• ページ抜粋
--------------------
不定詞を分かりやすく解説!和訳と見分け方まで徹底的に!【高校入試・大学入試】

不定詞
みなさんこんにちは。
塾長の西原です。
今回は不定詞を解説していきます。
不定詞は「to+動詞の原形」が合体してできる文法です。
原形とは動詞のスペルが過去形や三単現のSなどで変化していない状態を指します。
不定詞を理解するうえで重要な点が2つあります。
- 不定詞は名詞・形容詞・副詞のどれになっているか見分けないといけないこと
- 不定詞は「to+動詞の原形」から広がることがあること
まずはこの2点から解説します。
不定詞は見分けが必要
不定詞は「to+動詞の原形」が名詞・形容詞・副詞のどれかになります。
そして毎回「この不定詞は何詞なのか」と考えなければなりません。
例えば、
- I want to drink.
to drinkが不定詞で名詞的用法 - I want something to drink.
to drinkが不定詞で形容詞的用法 - I visited his room to drink.
to drinkが不定詞で副詞的用法
このように同じto drinkという不定詞でも違う品詞になるわけです。
不定詞の構造
不定詞は「to+動詞の原形」ですが、実は範囲が広がります。

to playがまず最初に「to+動詞の原形」で不定詞になるところですが、その後soccerまで範囲が広がって最終的にはto play soccerが不定詞になります。
不定詞は文型や「形容詞+名詞=名詞」といった合体構造などの文法的関係性がある場合、関係性が切れるまで範囲が延長され続ける特性があります。
今回はplayとsoccerに「(S)VO」という文法的関係性があるため延長されています。
--------------------
(コレクションから取った記録)
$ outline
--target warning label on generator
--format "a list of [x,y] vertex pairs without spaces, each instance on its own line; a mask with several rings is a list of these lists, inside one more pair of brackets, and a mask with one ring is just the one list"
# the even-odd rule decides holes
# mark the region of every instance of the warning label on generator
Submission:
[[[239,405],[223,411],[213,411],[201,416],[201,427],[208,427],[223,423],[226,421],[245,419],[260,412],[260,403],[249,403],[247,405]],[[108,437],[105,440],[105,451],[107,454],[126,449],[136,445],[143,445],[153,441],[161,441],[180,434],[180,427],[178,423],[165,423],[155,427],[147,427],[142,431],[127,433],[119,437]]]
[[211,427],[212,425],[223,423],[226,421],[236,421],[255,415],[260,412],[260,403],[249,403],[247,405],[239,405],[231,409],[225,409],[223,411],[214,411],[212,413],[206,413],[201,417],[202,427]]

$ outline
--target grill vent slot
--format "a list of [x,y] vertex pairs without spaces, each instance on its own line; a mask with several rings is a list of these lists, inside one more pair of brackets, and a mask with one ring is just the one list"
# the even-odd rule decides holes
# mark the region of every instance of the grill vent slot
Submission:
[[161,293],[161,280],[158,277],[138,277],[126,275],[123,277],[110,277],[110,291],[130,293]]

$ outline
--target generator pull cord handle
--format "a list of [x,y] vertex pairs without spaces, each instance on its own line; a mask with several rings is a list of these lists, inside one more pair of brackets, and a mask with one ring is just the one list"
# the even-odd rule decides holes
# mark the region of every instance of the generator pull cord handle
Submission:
--------------------
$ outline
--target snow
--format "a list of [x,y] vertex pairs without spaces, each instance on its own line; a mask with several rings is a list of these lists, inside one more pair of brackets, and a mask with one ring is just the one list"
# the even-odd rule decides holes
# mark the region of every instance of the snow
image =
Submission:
--------------------
• 問題の指示
1/ 上の不定詞の解説のうち、「不定詞を理解するうえで重要な点が2つあります。」から「room to drink.」までの部分を両端も含めて一字一句変えずに書き写してください。
2/ 上の不定詞の解説に基づいて、次の問いに答えよ。
(a) 不定詞は何が合体してできる文法か。
(b) 「I want something to drink.」のto drinkは何的用法とされているか。
(c) to play soccerまで範囲が延長されるのは、playとsoccerにどんな文法的関係性があるためか。

• 正解
1/
不定詞を理解するうえで重要な点が2つあります。
- 不定詞は名詞・形容詞・副詞のどれになっているか見分けないといけないこと
- 不定詞は「to+動詞の原形」から広がることがあること
まずはこの2点から解説します。
不定詞は見分けが必要
不定詞は「to+動詞の原形」が名詞・形容詞・副詞のどれかになります。
そして毎回「この不定詞は何詞なのか」と考えなければなりません。
例えば、
- I want to drink.
to drinkが不定詞で名詞的用法 - I want something to drink.
to drinkが不定詞で形容詞的用法 - I visited his room to drink.

2/
(a) 「to+動詞の原形」
(b) 形容詞的用法
(c) 「(S)VO」という文法的関係性